The Davis Phinney Foundation is a non-profit with a mission to help people with Parkinson's live well with the disease. It was founded in 2004 by Davis Phinney, a former professional road bicycle racer and Olympic medal winner. Today, Davis is an inspirational figure in the cycling community and people living with Parkinson's (estimated 60,000 Americans and estimated 10 million worldwide).

The Foundation is a 501(c)(3) public charity that functions without an endowment and depends on donations from individuals, foundations and corporations. It reaches an international audience through its programs and online programming.

History
As an Olympic Bronze medalist and Tour de France stage winner, Phinney has the most victories of any cyclist in American history. From the late 1970s until his retirement from professional cycling in 1993, Phinney achieved 328 victories. Phinney is one of only three Americans who have won multiple stages of the Tour de France. Greg LeMond and Lance Armstrong are the others.

In 2000, Phinney was 40 when he was diagnosed with young-onset Parkinson's disease after years of feeling "off". Shortly after his Parkinson's diagnosis, Davis and his family moved to Italy. While living there, Phinney was contacted by Kathleen Krumme, a cyclist who asked Phinney to let her use his name in conjunction with her ride (the Sunflower Revolution) to benefit Parkinson's. From this connection, the Davis Phinney Foundation was born.

Phinney realized there were many ways he could improve the quality of his daily life with Parkinson's, including through exercise. He started the Davis Phinney Foundation as a way to fund and advance research that demonstrates the benefits of exercise, speech therapy, and other behavioral elements that are critical to quality of life with Parkinson's. It has since expanded to include a variety of programming that helps people with Parkinson's take a more active role in their own care.

Programs
 The Victory Summit symposia series brings together people in local Parkinson's communities for a day of inspiration and learning. The seminars include presentations by researchers, clinicians, and physical therapists who share the latest information and tools that people with Parkinson's can use to enhance their quality of life. The Victory Summit symposia are free and available to anyone who would like to participate.
 Every Victory Counts is a manual on living well with Parkinson's created by the foundation. It is meant to inform and inspire people living with the disease, care partners and family members to take control of their Parkinson's treatment via proactive self-care. The Every Victory Counts manual is free of charge to individuals and is available upon request.
 The Living Well Challenge is a free, educational webinar series that features neurologists and other movement disorder experts speaking on topics of interest to people affected by Parkinson's disease. New videos air bi-monthly on the Davis Phinney Foundation website.

* DATASET RECORDS *
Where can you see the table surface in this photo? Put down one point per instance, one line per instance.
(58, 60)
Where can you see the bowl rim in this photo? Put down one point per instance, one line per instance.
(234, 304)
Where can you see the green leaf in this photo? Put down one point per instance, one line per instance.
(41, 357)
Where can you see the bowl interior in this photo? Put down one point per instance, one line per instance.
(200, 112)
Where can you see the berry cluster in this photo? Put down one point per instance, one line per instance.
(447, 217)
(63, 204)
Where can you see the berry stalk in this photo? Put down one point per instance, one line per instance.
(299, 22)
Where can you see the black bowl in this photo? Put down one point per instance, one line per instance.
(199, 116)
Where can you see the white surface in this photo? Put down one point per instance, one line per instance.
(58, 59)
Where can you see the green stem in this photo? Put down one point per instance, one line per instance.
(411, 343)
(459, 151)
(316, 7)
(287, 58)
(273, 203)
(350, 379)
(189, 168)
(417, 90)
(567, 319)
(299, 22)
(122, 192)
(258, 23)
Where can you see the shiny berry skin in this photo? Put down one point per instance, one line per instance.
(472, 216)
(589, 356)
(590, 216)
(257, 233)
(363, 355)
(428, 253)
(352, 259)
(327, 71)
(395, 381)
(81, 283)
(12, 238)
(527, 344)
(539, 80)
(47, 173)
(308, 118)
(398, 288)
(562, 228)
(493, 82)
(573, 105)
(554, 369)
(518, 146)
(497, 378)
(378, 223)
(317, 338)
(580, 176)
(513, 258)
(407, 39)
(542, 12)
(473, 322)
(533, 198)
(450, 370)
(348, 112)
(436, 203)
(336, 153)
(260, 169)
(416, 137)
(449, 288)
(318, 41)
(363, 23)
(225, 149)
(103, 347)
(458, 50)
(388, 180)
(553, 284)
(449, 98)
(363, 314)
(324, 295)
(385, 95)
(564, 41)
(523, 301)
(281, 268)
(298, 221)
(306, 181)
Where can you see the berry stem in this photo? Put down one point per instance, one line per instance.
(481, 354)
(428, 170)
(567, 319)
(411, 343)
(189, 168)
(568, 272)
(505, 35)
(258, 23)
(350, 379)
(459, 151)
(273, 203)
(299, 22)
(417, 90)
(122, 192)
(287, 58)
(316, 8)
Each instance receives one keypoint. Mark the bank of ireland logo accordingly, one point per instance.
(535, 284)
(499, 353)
--
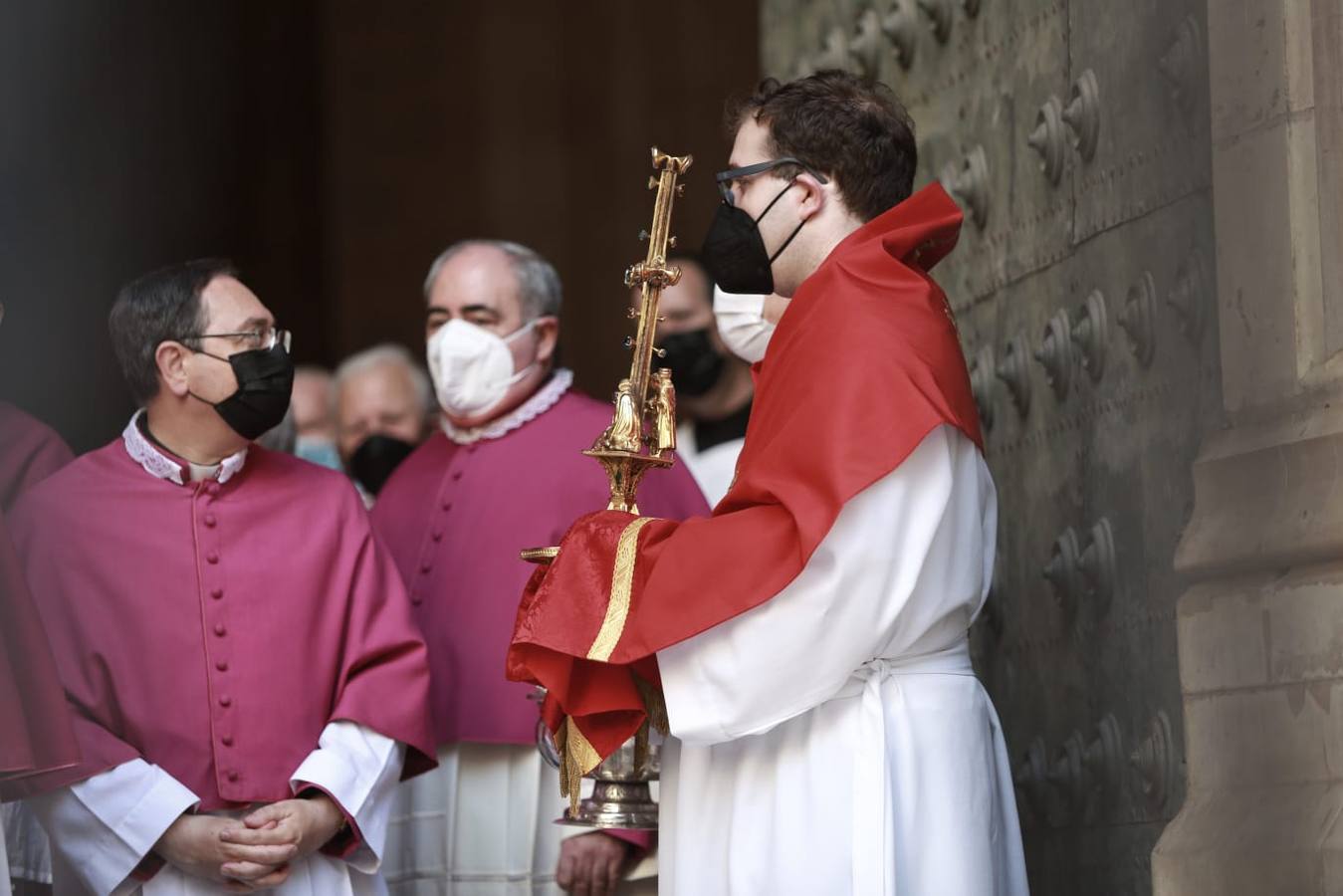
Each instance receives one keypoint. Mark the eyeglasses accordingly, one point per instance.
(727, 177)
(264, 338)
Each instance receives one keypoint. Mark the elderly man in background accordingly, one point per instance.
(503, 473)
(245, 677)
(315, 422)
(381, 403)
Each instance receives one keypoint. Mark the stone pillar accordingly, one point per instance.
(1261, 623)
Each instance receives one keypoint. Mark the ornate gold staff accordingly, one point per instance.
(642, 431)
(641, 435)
==
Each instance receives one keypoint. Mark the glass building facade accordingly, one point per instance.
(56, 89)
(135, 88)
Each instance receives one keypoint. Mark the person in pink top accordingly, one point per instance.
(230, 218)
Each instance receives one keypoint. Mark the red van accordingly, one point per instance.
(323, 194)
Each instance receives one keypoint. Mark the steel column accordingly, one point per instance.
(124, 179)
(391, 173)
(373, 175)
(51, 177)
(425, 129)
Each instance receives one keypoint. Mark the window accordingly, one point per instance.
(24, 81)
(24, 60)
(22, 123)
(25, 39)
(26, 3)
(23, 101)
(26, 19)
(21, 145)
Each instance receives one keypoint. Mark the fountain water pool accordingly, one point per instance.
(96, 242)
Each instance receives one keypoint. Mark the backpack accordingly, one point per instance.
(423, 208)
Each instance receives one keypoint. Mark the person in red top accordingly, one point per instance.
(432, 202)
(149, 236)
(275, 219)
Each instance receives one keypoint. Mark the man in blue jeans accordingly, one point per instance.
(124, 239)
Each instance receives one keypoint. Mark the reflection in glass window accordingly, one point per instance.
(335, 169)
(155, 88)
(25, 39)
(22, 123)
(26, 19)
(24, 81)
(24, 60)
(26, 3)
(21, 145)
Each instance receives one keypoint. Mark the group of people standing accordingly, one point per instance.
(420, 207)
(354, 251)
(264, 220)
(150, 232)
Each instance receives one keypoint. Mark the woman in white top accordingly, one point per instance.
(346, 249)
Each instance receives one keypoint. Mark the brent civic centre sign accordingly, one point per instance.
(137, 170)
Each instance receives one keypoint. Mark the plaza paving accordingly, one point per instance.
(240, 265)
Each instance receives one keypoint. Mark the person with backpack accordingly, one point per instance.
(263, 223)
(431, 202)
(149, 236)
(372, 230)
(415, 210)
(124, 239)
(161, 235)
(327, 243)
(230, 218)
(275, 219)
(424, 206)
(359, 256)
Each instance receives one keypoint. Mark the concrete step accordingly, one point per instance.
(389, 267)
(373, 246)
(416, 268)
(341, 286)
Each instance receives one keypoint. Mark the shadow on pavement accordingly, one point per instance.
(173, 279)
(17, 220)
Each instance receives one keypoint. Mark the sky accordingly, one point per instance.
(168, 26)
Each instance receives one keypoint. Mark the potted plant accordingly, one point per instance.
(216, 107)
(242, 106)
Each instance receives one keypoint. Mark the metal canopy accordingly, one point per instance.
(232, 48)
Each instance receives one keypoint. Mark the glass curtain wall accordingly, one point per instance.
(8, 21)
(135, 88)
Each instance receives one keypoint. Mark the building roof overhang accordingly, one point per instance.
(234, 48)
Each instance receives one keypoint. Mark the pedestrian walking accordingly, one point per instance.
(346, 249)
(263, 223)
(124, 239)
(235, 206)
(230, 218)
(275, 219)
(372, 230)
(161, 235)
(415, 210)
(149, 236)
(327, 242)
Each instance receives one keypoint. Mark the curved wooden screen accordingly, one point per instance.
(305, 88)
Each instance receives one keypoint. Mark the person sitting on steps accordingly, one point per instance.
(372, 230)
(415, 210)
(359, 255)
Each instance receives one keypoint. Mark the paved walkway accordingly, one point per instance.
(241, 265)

* PROBLEM *
Could you write out the foundation passage again, everything from "The Living Well" down to "Phinney Foundation website.", putting "monthly" in place of "bi-monthly"? These rows come from a separate source, unrelated to the foundation passage.

* RESPONSE TO THE EXERCISE *
The Living Well Challenge is a free, educational webinar series that features neurologists and other movement disorder experts speaking on topics of interest to people affected by Parkinson's disease. New videos air monthly on the Davis Phinney Foundation website.